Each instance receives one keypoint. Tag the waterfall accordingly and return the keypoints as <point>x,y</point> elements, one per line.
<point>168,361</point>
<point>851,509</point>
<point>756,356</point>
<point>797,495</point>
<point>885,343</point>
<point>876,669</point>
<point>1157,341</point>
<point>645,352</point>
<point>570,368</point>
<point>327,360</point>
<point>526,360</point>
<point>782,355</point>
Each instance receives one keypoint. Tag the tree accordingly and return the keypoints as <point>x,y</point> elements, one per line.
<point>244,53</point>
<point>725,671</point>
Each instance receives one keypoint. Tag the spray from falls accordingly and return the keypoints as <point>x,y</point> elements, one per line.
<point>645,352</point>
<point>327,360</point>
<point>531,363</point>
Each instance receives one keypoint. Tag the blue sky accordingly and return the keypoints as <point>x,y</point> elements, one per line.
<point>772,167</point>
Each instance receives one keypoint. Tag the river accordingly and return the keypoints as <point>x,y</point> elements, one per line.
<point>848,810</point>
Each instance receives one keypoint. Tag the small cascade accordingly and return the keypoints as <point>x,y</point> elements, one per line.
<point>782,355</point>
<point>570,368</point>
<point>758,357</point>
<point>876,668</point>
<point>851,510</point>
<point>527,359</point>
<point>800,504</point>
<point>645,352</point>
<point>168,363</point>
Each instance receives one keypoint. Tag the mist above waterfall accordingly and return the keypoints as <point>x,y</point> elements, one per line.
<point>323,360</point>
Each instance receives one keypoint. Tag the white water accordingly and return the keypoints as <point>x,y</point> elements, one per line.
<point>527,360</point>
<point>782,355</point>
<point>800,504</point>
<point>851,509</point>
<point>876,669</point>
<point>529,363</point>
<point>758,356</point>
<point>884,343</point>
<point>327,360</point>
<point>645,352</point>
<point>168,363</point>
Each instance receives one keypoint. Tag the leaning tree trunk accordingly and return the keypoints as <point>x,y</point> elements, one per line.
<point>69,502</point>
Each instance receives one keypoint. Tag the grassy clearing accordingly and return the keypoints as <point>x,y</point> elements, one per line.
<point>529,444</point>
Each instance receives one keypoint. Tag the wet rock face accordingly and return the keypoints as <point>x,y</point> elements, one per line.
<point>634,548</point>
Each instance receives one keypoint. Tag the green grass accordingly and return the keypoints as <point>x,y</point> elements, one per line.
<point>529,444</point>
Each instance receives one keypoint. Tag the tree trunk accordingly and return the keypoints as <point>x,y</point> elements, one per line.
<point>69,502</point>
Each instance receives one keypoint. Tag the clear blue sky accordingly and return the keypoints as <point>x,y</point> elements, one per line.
####################
- Task details
Copy the records from the start through the line containing "<point>848,810</point>", inclusive, switching every "Tag" to "Mark" and leaving everything else as it is.

- Exercise solution
Each instance receives one keypoint. Mark the waterfall accordingly and return the keypoints as <point>x,y</point> elements, one per line.
<point>168,361</point>
<point>851,509</point>
<point>756,356</point>
<point>797,495</point>
<point>885,343</point>
<point>876,669</point>
<point>1157,341</point>
<point>645,352</point>
<point>570,368</point>
<point>327,360</point>
<point>526,360</point>
<point>782,355</point>
Each instance receives one keypoint. Mark the tree accordingly and return the keypoints as <point>x,y</point> elements, one per line.
<point>244,53</point>
<point>725,671</point>
Each instance receives one keypoint. Mark the spray from falls accordingly and return the keypoints as <point>x,y</point> elements, one per line.
<point>645,352</point>
<point>327,360</point>
<point>531,363</point>
Each instance receives one keypoint. Mark the blue sky accordingly and return the keypoints as <point>x,y</point> elements, one per line.
<point>772,167</point>
Each instance receives one keypoint. Mark the river accordingly and return the keypoints as <point>x,y</point> elements, one per line.
<point>848,810</point>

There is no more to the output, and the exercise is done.